All records are to be restated exactly, each line as it reads.
━━ Exercise material
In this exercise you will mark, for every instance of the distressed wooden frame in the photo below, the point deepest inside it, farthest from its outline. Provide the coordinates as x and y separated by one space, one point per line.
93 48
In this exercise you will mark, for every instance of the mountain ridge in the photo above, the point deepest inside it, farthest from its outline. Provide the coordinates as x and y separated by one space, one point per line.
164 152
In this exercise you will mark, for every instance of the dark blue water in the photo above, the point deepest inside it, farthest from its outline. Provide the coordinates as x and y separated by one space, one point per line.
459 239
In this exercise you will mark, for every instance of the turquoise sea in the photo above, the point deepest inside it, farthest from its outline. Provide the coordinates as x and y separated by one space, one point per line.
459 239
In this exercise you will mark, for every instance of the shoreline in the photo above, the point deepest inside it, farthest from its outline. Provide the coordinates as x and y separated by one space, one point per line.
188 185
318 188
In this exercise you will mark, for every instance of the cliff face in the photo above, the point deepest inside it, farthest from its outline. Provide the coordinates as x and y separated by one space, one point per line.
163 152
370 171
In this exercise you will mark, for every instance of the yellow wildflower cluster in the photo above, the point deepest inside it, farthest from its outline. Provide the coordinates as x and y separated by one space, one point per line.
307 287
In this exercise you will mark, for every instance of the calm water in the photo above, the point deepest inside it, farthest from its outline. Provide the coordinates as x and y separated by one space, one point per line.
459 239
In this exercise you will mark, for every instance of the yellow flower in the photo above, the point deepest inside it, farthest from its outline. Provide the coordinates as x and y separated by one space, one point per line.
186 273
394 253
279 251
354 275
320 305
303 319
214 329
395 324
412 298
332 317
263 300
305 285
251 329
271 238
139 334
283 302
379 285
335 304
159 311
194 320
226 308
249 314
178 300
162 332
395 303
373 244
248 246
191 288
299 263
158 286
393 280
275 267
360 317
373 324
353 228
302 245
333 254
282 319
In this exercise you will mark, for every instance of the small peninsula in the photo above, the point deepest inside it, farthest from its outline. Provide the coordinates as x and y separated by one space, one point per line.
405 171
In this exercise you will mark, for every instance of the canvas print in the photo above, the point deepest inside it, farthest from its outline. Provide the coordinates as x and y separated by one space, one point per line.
━━━━
=== Solution to this exercise ===
In this exercise you will mark, for every instance of the distressed wooden frame in the photo below, the point deepest inside it, farthest from its outline. Provide the coordinates as x and y separated by one space, one point per line.
93 48
In this exercise you will mark, for every instance of the mountain ridge in the photo above, the point deepest inside it, farthest from its outline. Provide the coordinates as x and y separated by one space, one point per line.
164 152
In this exercise you will mark, for every instance of the dark blue water in the photo above, the point deepest inside it, farthest from its outline. Provide the coordinates as x and y separated by one space, one point per line.
459 239
In this exercise you will mark, for every instance of the turquoise sea in the photo above, the point deepest inside it, farthest from its outline. Provide the coordinates as x and y separated by one space, one point per line.
459 239
In this exercise you will mark, for every instance of the shoreline in the photo above, the point deepest inside it, farthest from its outline. Provide the coordinates as x and y separated by one space, one point per line.
188 185
318 188
In this exercise you will mark, for every instance of the cliff face in the photo above, the point deepest inside it, farthest from its outline. Provide the coordinates as x and y separated by one space, one point per line.
163 152
370 171
In this exercise you will mark, for every instance of the yellow wildflower cluster in the photo above, the point deepest inside it, farthest from its outline. Provide the coordinates as x and y separated by one space, one point per line.
307 287
In this exercise you will mark, for every instance of the calm water in the photo above, the point deepest inside it, farthest from its outline. Provide the coordinates as x and y separated by one space, one point per line.
459 239
In this exercise you will mark, for every instance of the yellow flower in the photo above, the point deepest inside it, farthest from its outline. Provide the coordinates as x and y separated by one space, one point per line.
186 273
394 253
279 251
354 275
320 305
303 319
214 329
395 324
412 298
332 317
263 300
305 285
251 329
271 238
139 334
283 302
379 285
335 304
159 311
194 320
226 308
249 314
178 300
162 332
395 303
373 244
248 246
191 288
299 263
158 286
393 280
275 267
360 317
373 324
353 228
302 245
333 254
282 319
In this exercise you will mark, for every instance of the small peninsula in the photo above, the point deepest inside it, farthest from its outline. Provide the coordinates as x and y separated by one space, one point per line.
405 171
In this exercise you will mark, for every instance of the canvas print in the photo above, the point deepest inside it, farthest from its outline. Provide the coordinates as x and y separated by one space, one point per line.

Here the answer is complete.